▸ **WRITTEN TASK**
Reproduce verbatim the lines of the data between the line holding "Segment gray long-sleeve" and the line holding "368,127,446,276", including both of those lines.

(Stored records)
** START **

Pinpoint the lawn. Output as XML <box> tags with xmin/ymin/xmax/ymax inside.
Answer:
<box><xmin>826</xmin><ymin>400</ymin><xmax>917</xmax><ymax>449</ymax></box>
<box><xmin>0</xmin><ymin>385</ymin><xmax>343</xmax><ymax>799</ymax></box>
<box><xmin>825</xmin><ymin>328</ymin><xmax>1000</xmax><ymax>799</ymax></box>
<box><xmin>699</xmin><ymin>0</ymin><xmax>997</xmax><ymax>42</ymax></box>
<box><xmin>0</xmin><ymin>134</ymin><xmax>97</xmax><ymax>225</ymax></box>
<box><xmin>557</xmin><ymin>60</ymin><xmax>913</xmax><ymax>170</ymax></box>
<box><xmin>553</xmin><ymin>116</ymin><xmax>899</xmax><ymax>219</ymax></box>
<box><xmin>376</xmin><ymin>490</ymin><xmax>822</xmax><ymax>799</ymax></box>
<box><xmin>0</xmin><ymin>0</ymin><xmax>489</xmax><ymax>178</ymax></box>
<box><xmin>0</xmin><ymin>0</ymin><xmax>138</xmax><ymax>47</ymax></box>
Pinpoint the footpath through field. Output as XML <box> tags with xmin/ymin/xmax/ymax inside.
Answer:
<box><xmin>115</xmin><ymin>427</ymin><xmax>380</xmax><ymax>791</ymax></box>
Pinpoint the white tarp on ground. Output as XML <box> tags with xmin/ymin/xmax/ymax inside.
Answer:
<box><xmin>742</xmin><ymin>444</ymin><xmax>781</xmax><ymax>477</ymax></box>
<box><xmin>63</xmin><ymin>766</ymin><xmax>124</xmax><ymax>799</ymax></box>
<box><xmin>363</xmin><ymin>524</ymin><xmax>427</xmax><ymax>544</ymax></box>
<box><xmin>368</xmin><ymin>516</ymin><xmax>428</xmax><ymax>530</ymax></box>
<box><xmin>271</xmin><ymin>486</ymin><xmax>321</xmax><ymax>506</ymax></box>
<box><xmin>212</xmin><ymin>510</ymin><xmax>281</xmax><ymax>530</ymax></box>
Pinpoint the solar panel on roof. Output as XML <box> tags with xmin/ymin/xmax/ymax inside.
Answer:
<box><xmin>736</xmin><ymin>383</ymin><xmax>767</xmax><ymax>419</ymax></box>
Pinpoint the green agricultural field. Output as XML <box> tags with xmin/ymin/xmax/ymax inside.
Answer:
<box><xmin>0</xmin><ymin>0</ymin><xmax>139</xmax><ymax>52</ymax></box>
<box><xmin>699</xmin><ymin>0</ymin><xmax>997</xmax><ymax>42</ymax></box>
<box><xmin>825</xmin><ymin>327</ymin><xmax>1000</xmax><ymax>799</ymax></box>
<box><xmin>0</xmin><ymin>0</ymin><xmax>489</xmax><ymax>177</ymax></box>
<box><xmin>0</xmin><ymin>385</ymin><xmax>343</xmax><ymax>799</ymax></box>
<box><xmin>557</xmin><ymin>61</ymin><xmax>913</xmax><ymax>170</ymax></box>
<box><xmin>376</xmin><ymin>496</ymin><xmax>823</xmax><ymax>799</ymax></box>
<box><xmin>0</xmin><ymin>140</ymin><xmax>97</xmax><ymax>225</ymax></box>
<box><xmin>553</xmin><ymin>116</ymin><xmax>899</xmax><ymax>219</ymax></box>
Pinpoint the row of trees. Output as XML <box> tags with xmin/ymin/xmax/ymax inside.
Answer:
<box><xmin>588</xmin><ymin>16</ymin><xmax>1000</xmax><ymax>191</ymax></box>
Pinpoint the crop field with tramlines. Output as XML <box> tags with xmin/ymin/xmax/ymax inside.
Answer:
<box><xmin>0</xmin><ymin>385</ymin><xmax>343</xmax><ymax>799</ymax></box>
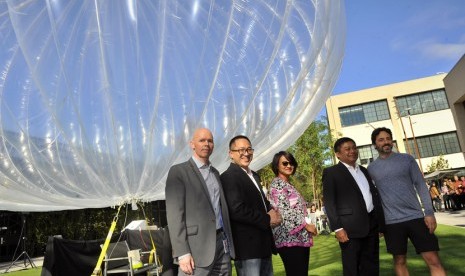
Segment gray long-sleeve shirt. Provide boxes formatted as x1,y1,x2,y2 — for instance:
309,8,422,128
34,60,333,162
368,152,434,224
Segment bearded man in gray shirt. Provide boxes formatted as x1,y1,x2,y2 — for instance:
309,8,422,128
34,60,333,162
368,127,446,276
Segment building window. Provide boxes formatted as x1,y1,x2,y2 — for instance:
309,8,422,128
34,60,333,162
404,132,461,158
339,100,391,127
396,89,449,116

** END **

▸ **SOLVED PROBLEM**
Segment gray long-sleeve shirt. Provide boxes formatted as x1,y1,x2,y2 — for instance:
309,8,422,128
34,60,333,162
368,152,434,224
Segment bearded man in gray shirt. Provide boxes formatted as x1,y1,x2,y2 — for instance:
309,8,422,128
34,60,333,162
368,127,446,276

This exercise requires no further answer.